■ **JOB**: Gather every line below that contains the string "hillside", and copy each one in full. Case counts.

■ **DATA SUPPLIED**:
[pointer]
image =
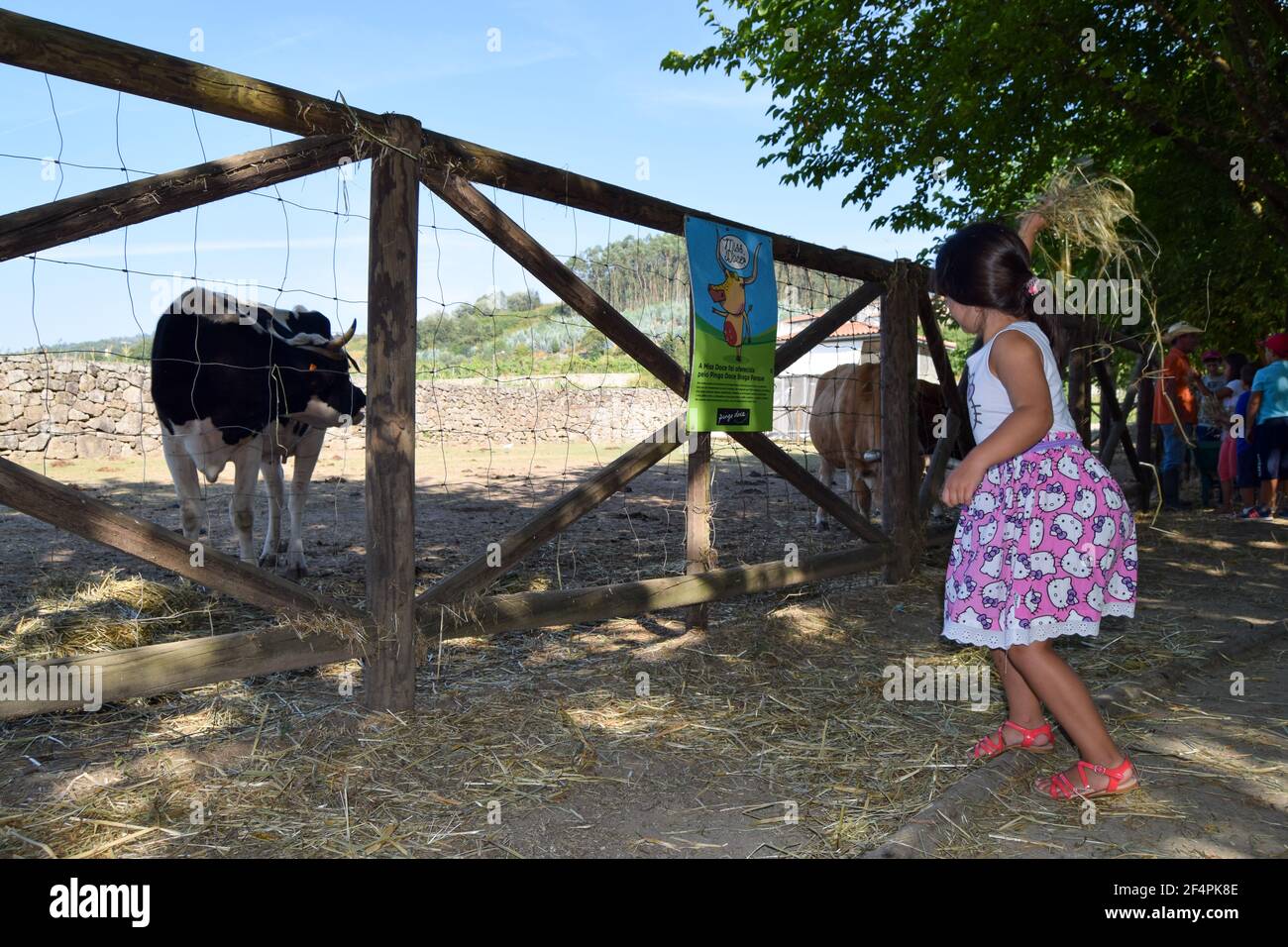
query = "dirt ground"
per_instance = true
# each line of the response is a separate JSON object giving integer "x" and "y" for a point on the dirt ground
{"x": 765, "y": 736}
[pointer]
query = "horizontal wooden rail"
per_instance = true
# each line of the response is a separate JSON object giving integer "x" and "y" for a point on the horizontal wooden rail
{"x": 59, "y": 51}
{"x": 535, "y": 179}
{"x": 98, "y": 211}
{"x": 156, "y": 669}
{"x": 529, "y": 609}
{"x": 85, "y": 515}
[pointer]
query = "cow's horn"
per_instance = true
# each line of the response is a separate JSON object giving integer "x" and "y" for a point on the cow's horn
{"x": 338, "y": 355}
{"x": 342, "y": 341}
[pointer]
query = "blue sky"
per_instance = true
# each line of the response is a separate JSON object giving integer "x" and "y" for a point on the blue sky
{"x": 574, "y": 85}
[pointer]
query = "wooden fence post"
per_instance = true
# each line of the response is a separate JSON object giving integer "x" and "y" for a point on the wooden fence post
{"x": 389, "y": 674}
{"x": 699, "y": 557}
{"x": 1080, "y": 399}
{"x": 1145, "y": 431}
{"x": 900, "y": 445}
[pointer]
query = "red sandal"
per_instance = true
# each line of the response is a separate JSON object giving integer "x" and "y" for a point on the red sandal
{"x": 990, "y": 748}
{"x": 1063, "y": 788}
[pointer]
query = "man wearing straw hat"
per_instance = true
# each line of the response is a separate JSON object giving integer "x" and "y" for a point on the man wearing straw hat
{"x": 1176, "y": 401}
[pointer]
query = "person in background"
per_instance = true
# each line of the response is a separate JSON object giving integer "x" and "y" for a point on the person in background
{"x": 1249, "y": 471}
{"x": 1176, "y": 407}
{"x": 1211, "y": 423}
{"x": 1228, "y": 459}
{"x": 1267, "y": 423}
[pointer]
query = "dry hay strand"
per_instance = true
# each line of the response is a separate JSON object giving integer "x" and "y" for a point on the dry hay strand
{"x": 1093, "y": 217}
{"x": 1096, "y": 214}
{"x": 106, "y": 613}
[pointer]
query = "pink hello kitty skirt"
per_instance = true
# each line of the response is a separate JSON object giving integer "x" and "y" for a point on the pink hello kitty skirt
{"x": 1046, "y": 547}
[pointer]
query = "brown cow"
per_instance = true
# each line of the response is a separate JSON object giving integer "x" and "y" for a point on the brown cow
{"x": 845, "y": 427}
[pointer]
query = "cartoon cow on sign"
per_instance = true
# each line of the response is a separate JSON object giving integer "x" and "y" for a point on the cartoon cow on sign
{"x": 730, "y": 302}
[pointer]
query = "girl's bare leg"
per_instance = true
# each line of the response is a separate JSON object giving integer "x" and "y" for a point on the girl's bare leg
{"x": 1067, "y": 697}
{"x": 1267, "y": 492}
{"x": 1024, "y": 707}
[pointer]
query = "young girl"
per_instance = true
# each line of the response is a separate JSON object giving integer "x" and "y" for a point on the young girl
{"x": 1046, "y": 544}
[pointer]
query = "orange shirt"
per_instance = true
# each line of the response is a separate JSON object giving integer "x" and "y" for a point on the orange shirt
{"x": 1176, "y": 368}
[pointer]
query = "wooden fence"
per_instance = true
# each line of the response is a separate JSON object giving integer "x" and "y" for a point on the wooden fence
{"x": 404, "y": 157}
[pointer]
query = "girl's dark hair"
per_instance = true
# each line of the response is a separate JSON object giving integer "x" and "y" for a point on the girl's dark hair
{"x": 987, "y": 264}
{"x": 1234, "y": 363}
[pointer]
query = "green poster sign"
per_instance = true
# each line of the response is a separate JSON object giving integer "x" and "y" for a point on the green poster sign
{"x": 734, "y": 328}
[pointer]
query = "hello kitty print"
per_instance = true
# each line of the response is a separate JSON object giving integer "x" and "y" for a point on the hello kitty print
{"x": 1046, "y": 547}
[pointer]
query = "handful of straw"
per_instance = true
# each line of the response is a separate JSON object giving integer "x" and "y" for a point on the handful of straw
{"x": 1094, "y": 214}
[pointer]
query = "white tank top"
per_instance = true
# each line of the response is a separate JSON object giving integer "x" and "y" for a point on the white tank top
{"x": 987, "y": 399}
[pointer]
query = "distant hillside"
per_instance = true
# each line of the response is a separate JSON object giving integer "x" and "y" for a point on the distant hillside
{"x": 516, "y": 334}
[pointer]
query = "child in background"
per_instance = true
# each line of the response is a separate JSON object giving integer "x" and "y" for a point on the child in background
{"x": 1046, "y": 543}
{"x": 1248, "y": 470}
{"x": 1207, "y": 433}
{"x": 1267, "y": 421}
{"x": 1228, "y": 460}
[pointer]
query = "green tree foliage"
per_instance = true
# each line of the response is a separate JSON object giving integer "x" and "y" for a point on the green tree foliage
{"x": 978, "y": 102}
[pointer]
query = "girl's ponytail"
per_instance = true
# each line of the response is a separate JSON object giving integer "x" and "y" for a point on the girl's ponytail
{"x": 987, "y": 264}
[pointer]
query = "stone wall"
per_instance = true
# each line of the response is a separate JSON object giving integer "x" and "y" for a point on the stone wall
{"x": 64, "y": 408}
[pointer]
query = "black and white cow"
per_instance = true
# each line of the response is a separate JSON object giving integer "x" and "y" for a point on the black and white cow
{"x": 252, "y": 384}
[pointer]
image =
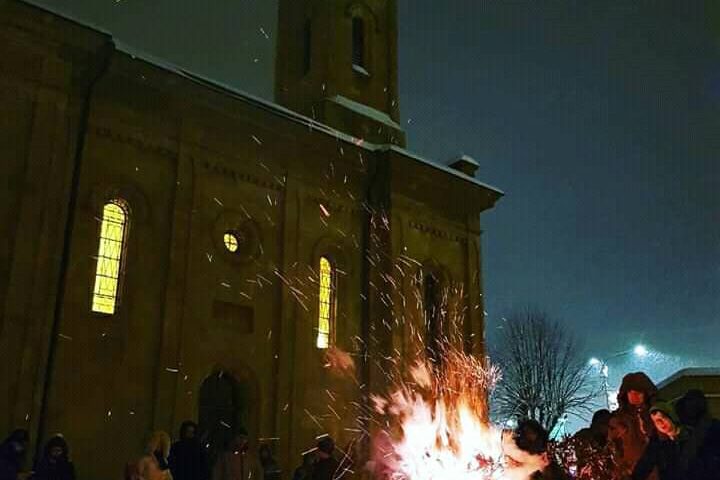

■ **RESPONSE**:
query = "distant hillside"
# each line of the response is a separate JSON object giving integer "x" and "y" for a point on the distant hillside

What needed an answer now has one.